[Çıkarılan Metin]
Kupaların Ötesinde, Denizin Peşinde!

Türkiye'deki yelkenciliğin durumu, marina fiyatları ve yelken yarışları...

Deniz Yılmaz, yıllardır hem eğitmen hem de yarışçı kimliğiyle Türkiye yelken dünyasının en tanınan isimlerinden biri. Kalamış Marina’da başlayan serüveni; Petek, Falcon ve Mary gibi unutulmaz teknelerle, sayısız kupa ve şampiyonlukla devam etti. Bugün hâlâ aynı tutkuyla öğrencilerine denizi anlatıyor, yarış takımlarını geleceğe hazırlıyor. Deniz Yılmaz ile hem geçmişten bugüne yelken serüvenini, hem de Türkiye’de yelken sporunun geldiği noktayı konuştuk.

Yelkencinin Gazetesi: Yelkencilik, eğitim ve yat yarışçılık geçmişin oldukça uzun! Ödüllerin saymakla bitmez. Hâlâ aynı heyecanı hissediyor musun?

Deniz Yılmaz: Yarış anlamında motivasyonum hâlâ oldukça yüksek. Çünkü zaman içinde kullandığımız yeni tekneler ve hedefler bizi sürekli canlı tutuyor. Eğitim konusunda ise işimi çok sevdiğim için değişen bir şey yok. İnsanlara, denizi ve yelkeni anlatmaktan büyük keyif alıyorum.

Y.G: Önceki yıllara göre günümüz yarış organizasyonlarını ve yarış filosunu karşılaştırdığında neler değişti?

[Sağlanan Veriler]

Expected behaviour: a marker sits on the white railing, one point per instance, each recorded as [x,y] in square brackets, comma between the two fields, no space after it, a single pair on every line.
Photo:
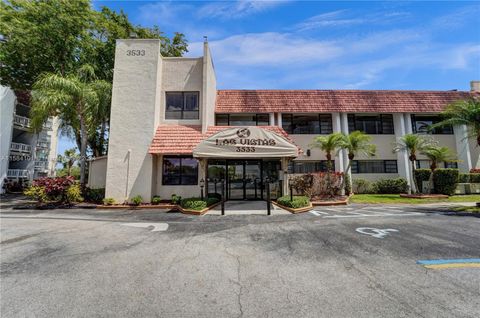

[Alıştırma Görevi] Söyleşideki "Deniz Yılmaz: Yarış" ile başlayıp "karşılaştırdığında neler değişti?" ile biten bölümü, "keyif" ifadesini "zevk" ile değiştirerek yeniden yaz.

[Alıştırmanın Cevabı]
Deniz Yılmaz: Yarış anlamında motivasyonum hâlâ oldukça yüksek. Çünkü zaman içinde kullandığımız yeni tekneler ve hedefler bizi sürekli canlı tutuyor. Eğitim konusunda ise işimi çok sevdiğim için değişen bir şey yok. İnsanlara, denizi ve yelkeni anlatmaktan büyük zevk alıyorum.

Y.G: Önceki yıllara göre günümüz yarış organizasyonlarını ve yarış filosunu karşılaştırdığında neler değişti?